● What you will do: Duplicate word for word the part of the piece on American Airlines' Basic Economy fares starting with "I appreciate the" and going on through "changes or standby.".

Revealed: What American Airlines Didn’t Tell You About Its New Basic Economy Fares

Last night JonNYC shared some details of new American Airlines Basic Economy fares, which follow the path laid down by Delta and doubled down on by United. I wrote about these changes American is planning to make to its cheapest fares.

And then this morning American put out a press release on the changes. But there’s more to it than what was in the press release.

I appreciate the honesty in their release — contra most of the press coverage about Basic Economy fares to date — “It’s not a new discount, but a new set of attributes for our lowest fares.” Basic Economy fares do not mean lower fares for customers, they are a way to get customers to spend more money for things they receive today when buying a ticket.

Last night I shared that Basic Economy fares — which will go on sale next month in 10 markets before rolling out later in the year more broadly — would mean:

  • Last boarding group with no full sized carry on allowed (“personal item only”) like with United
  • No changes at all to tickets. Use it or lose it, not only no residual credit for cancellations but also no same day changes or standby.

● Supplied information:

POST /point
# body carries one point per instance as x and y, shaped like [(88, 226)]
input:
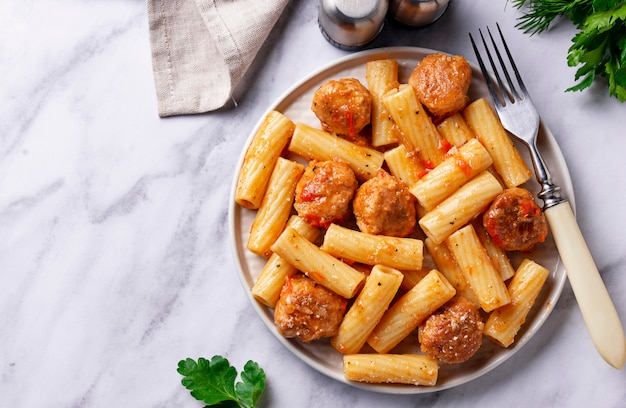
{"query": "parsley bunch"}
[(214, 382), (598, 49)]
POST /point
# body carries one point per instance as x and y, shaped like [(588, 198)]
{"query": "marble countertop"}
[(115, 261)]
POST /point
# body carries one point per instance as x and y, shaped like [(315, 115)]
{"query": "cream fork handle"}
[(593, 299)]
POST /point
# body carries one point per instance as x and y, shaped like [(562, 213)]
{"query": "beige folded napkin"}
[(202, 48)]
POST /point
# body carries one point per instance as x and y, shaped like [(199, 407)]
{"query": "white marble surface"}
[(115, 260)]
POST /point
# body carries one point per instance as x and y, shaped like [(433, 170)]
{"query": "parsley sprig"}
[(599, 47), (213, 382)]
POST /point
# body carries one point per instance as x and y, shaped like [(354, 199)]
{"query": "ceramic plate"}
[(295, 104)]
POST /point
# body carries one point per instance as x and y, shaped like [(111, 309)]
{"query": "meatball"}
[(452, 334), (343, 106), (441, 83), (514, 220), (324, 193), (383, 205), (307, 310)]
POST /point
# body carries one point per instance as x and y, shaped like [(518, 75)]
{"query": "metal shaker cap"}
[(350, 24), (417, 12)]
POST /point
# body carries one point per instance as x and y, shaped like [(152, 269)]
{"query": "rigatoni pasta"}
[(478, 268), (404, 164), (460, 207), (323, 268), (394, 252), (260, 159), (410, 310), (380, 288), (395, 283), (381, 77), (312, 143), (456, 170), (419, 132), (410, 369), (455, 130), (504, 323), (266, 288), (275, 208), (507, 160)]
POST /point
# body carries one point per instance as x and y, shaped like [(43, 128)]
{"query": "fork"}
[(521, 119)]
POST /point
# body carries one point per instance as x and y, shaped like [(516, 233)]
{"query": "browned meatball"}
[(452, 334), (307, 310), (383, 205), (441, 83), (343, 106), (514, 220), (324, 193)]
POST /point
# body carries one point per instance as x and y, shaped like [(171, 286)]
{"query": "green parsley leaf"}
[(213, 382), (598, 50)]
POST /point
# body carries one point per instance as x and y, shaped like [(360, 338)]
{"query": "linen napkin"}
[(201, 49)]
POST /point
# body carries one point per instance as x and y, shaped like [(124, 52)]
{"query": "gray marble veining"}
[(115, 261)]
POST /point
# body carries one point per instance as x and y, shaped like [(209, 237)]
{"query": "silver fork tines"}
[(520, 118), (516, 110)]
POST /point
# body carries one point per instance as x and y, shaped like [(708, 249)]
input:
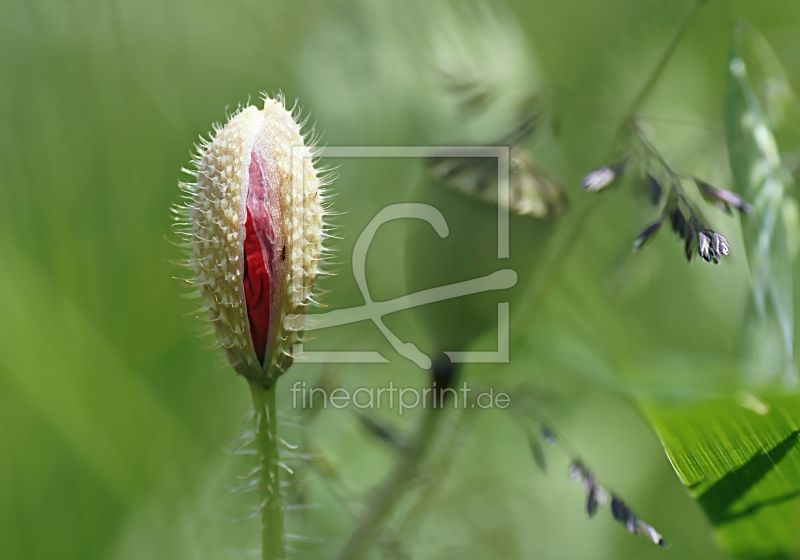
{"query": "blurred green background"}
[(114, 414)]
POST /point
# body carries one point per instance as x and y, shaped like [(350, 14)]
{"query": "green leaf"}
[(753, 113), (739, 457)]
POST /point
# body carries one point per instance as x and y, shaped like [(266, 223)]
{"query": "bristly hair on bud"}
[(253, 223)]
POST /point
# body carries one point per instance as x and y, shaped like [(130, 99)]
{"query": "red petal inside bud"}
[(256, 289), (256, 276)]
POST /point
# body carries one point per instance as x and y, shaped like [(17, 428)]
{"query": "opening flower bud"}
[(255, 215)]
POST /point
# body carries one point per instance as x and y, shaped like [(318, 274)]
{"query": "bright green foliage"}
[(740, 459)]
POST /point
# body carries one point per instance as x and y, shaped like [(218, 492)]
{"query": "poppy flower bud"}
[(255, 215)]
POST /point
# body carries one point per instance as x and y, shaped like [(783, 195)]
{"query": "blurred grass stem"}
[(394, 487), (407, 466), (272, 541), (565, 241)]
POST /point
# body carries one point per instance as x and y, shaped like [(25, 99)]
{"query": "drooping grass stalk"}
[(266, 418), (407, 466), (386, 497), (565, 241)]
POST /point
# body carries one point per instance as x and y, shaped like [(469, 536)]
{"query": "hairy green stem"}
[(266, 417), (405, 470)]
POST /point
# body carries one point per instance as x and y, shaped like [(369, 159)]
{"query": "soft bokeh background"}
[(114, 415)]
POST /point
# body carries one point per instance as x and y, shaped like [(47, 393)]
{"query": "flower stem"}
[(272, 545), (647, 89), (393, 488)]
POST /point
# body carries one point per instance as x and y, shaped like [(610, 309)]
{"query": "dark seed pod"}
[(704, 248), (592, 503), (654, 189), (678, 222), (577, 472), (691, 240), (624, 515)]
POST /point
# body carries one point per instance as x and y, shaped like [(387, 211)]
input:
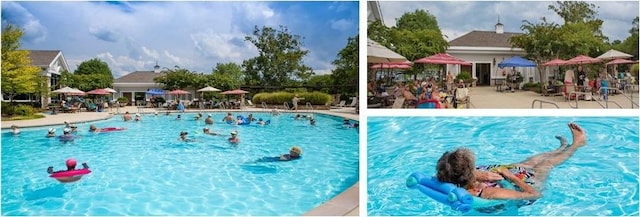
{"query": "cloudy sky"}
[(457, 18), (131, 36)]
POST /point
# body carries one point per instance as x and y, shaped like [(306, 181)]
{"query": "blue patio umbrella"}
[(516, 61)]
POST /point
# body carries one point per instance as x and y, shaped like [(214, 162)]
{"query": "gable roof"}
[(43, 57), (139, 77), (484, 39)]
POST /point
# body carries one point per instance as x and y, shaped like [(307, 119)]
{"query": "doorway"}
[(483, 70)]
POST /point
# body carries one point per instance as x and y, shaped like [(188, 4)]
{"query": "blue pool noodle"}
[(446, 193)]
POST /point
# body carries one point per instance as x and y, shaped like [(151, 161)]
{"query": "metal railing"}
[(543, 102)]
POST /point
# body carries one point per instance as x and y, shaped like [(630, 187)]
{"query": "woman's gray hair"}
[(456, 167)]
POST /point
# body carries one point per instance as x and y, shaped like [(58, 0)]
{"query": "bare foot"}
[(579, 136), (563, 141)]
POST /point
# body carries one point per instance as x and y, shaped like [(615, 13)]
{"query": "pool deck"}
[(344, 204)]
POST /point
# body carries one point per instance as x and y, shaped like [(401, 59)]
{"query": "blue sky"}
[(457, 18), (131, 36)]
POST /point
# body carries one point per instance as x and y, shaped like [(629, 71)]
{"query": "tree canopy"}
[(346, 67), (18, 75), (279, 61)]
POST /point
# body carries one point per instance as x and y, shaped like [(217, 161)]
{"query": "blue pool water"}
[(601, 178), (145, 170)]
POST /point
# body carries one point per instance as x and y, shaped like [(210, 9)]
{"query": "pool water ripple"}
[(145, 170), (600, 179)]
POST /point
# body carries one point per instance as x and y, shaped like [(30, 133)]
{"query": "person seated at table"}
[(51, 133), (126, 116)]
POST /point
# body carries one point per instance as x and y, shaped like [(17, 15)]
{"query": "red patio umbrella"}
[(234, 92), (178, 92), (620, 61), (99, 92), (582, 59)]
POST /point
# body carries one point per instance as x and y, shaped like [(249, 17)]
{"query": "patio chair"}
[(398, 103), (462, 98)]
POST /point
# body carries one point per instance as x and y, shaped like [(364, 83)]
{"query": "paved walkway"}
[(488, 97), (346, 203)]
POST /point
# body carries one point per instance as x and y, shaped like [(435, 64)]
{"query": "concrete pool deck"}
[(344, 204)]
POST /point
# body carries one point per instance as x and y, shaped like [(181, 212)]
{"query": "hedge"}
[(278, 98)]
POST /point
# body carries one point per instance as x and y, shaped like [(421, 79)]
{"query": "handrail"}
[(309, 107), (542, 102)]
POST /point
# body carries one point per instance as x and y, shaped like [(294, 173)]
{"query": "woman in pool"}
[(71, 165), (234, 137), (458, 167)]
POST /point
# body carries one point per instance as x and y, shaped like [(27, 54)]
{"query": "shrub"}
[(277, 98)]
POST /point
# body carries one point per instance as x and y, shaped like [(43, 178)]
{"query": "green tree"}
[(178, 78), (346, 67), (18, 75), (280, 58), (92, 74)]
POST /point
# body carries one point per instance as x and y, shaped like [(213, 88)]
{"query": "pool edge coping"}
[(339, 205)]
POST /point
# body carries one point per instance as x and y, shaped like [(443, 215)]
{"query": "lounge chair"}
[(462, 98), (342, 102), (398, 103)]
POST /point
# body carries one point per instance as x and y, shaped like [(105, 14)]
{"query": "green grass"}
[(20, 118)]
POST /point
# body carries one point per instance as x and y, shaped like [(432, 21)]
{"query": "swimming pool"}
[(601, 178), (145, 170)]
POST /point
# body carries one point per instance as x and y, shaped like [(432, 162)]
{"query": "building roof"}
[(139, 77), (484, 39), (43, 57)]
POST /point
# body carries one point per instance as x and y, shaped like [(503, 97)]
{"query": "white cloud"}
[(31, 26), (342, 24)]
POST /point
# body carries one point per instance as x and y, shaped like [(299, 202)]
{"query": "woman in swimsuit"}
[(458, 167)]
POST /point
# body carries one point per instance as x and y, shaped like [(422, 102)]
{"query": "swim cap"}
[(71, 162), (297, 150)]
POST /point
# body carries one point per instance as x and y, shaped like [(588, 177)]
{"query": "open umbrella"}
[(555, 62), (516, 61), (582, 59), (614, 54), (69, 91), (620, 61), (209, 89), (376, 53), (99, 92), (234, 92)]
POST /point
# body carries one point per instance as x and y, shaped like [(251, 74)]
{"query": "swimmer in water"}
[(71, 165), (234, 137), (51, 133)]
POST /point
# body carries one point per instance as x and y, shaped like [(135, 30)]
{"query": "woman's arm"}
[(528, 193)]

● Answer for the task:
I appreciate the honesty in their release — contra most of the press coverage about Basic Economy fares to date — “It’s not a new discount, but a new set of attributes for our lowest fares.” Basic Economy fares do not mean lower fares for customers, they are a way to get customers to spend more money for things they receive today when buying a ticket.

Last night I shared that Basic Economy fares — which will go on sale next month in 10 markets before rolling out later in the year more broadly — would mean:

  • Last boarding group with no full sized carry on allowed (“personal item only”) like with United
  • No changes at all to tickets. Use it or lose it, not only no residual credit for cancellations but also no same day changes or standby.